━━━━━ Data provided ━━━━━
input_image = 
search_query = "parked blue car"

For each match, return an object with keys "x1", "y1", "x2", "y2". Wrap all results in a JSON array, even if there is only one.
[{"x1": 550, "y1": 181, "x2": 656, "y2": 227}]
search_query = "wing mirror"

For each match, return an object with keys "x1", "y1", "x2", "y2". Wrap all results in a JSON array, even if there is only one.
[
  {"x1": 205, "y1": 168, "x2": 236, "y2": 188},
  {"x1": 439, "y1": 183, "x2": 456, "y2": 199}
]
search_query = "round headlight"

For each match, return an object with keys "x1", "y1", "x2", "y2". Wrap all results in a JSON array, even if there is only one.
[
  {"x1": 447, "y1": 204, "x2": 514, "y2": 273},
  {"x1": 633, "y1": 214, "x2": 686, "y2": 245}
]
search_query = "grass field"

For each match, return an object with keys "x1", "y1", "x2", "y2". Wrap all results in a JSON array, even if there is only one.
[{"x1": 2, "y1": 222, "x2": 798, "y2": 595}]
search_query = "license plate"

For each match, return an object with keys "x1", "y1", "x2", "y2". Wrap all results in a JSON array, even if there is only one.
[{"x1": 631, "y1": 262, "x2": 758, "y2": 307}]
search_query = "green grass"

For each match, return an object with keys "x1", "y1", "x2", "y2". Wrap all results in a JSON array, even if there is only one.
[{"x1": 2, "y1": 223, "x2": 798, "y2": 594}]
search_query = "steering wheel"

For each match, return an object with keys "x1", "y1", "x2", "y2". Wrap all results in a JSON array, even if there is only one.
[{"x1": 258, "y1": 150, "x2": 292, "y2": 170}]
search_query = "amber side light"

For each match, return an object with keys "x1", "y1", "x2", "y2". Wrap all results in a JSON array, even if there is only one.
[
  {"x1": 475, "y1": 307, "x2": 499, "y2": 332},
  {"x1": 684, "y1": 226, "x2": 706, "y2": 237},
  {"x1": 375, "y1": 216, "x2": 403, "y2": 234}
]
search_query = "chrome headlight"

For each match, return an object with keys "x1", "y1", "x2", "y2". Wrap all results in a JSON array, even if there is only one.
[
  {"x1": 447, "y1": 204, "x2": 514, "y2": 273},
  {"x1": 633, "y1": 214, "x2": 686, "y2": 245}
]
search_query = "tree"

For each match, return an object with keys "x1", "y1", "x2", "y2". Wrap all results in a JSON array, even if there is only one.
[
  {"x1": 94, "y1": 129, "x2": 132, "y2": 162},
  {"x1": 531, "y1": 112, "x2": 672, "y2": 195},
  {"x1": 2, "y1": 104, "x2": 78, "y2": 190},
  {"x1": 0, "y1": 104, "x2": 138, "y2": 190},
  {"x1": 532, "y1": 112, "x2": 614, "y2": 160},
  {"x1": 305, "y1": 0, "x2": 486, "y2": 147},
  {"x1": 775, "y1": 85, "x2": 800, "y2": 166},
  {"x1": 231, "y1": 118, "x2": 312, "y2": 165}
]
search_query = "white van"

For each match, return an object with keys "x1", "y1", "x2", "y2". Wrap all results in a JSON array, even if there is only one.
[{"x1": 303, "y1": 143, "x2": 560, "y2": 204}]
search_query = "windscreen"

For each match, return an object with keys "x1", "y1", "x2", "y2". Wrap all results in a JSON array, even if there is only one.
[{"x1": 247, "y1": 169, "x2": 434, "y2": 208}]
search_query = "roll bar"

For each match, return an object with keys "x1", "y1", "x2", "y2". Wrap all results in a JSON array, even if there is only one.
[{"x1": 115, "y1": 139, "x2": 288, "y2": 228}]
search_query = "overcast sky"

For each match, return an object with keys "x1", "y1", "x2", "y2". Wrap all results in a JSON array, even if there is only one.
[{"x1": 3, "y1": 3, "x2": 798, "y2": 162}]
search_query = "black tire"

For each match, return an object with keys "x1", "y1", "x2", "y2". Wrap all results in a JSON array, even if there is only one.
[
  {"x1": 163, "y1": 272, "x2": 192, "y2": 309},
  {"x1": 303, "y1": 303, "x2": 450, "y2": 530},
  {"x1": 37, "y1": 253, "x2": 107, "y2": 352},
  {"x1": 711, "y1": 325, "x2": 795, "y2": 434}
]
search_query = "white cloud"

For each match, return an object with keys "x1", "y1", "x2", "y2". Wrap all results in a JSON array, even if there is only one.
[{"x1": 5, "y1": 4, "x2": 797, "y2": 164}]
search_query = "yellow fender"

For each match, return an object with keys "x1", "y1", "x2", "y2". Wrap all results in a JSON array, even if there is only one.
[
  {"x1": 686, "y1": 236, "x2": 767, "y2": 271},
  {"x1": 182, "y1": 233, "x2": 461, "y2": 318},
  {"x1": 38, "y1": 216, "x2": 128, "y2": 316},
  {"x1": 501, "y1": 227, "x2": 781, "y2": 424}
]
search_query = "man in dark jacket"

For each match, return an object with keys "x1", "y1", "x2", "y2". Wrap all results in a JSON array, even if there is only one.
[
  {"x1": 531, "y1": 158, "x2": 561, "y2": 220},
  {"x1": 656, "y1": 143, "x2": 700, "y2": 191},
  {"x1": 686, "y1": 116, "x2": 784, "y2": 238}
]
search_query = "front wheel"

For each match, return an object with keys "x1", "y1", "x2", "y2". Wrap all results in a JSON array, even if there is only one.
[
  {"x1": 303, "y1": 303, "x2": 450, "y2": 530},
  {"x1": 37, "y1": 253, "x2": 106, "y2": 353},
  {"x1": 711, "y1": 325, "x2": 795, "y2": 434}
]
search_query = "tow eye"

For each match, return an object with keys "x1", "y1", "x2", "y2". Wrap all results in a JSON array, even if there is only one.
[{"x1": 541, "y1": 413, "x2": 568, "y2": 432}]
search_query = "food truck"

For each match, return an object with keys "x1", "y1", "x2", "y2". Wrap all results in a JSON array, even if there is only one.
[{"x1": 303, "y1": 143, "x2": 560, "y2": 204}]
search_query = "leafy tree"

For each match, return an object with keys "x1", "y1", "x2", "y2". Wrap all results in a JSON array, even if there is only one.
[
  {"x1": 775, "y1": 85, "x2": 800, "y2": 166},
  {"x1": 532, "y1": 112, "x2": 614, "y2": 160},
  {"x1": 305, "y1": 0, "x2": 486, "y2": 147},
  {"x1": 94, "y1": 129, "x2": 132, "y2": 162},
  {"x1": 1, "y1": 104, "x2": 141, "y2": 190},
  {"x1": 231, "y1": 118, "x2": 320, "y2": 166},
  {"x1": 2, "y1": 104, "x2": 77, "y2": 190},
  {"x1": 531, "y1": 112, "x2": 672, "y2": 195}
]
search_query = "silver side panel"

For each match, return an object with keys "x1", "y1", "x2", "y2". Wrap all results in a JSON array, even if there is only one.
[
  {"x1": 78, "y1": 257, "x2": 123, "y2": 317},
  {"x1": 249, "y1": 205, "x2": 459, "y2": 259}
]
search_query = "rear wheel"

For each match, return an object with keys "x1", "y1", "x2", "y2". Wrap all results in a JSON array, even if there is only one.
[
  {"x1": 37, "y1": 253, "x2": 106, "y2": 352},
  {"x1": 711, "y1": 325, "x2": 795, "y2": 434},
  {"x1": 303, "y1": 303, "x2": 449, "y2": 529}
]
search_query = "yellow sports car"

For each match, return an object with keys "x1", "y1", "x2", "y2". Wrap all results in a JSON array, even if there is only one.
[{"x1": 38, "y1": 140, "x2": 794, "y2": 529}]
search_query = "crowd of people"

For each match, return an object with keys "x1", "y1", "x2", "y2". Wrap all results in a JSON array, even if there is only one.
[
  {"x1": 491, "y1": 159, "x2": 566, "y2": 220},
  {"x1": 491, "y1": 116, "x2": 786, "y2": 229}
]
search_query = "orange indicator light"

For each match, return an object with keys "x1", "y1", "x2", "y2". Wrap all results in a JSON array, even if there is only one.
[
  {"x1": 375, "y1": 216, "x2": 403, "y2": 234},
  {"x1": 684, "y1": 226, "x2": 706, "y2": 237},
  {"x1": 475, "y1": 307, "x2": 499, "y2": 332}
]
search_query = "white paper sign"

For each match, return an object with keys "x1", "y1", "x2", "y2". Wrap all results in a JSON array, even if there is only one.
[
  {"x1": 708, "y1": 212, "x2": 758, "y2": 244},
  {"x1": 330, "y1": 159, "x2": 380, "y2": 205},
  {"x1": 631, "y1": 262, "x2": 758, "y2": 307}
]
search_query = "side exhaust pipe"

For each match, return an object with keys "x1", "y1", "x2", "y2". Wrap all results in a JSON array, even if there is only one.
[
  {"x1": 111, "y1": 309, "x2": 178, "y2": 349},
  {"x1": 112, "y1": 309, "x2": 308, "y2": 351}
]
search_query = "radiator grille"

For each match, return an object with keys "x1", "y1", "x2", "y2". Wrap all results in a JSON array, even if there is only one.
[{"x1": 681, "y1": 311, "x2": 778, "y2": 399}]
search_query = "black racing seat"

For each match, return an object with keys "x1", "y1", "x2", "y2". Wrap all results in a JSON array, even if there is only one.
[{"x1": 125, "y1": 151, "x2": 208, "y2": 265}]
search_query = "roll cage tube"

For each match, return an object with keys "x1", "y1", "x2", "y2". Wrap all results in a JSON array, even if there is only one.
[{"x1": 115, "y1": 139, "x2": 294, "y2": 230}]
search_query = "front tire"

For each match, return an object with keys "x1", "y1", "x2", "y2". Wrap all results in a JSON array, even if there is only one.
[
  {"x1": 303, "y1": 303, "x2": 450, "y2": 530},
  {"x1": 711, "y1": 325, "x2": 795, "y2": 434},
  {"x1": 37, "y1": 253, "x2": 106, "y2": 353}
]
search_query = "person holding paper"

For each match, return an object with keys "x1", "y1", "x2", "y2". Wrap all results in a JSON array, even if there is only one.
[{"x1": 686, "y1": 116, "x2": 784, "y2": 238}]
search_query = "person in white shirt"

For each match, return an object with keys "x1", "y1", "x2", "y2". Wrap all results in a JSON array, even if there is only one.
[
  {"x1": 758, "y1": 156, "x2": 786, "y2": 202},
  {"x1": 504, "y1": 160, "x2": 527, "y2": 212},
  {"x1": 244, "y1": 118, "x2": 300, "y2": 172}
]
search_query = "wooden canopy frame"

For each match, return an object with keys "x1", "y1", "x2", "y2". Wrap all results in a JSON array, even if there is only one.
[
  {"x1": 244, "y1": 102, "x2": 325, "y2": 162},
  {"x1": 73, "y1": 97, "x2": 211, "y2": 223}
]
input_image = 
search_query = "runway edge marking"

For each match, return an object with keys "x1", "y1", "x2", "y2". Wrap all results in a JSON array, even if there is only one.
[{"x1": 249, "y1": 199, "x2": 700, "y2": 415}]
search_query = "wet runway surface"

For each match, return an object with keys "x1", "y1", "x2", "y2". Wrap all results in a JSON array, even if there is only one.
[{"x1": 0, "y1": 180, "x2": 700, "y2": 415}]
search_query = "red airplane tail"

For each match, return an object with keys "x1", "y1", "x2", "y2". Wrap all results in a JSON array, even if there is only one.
━━━━━
- Problem
Gather every line in the entries above that contains the string "tree", matching case exactly.

- Task result
search_query = "tree"
search_query = "leafy tree"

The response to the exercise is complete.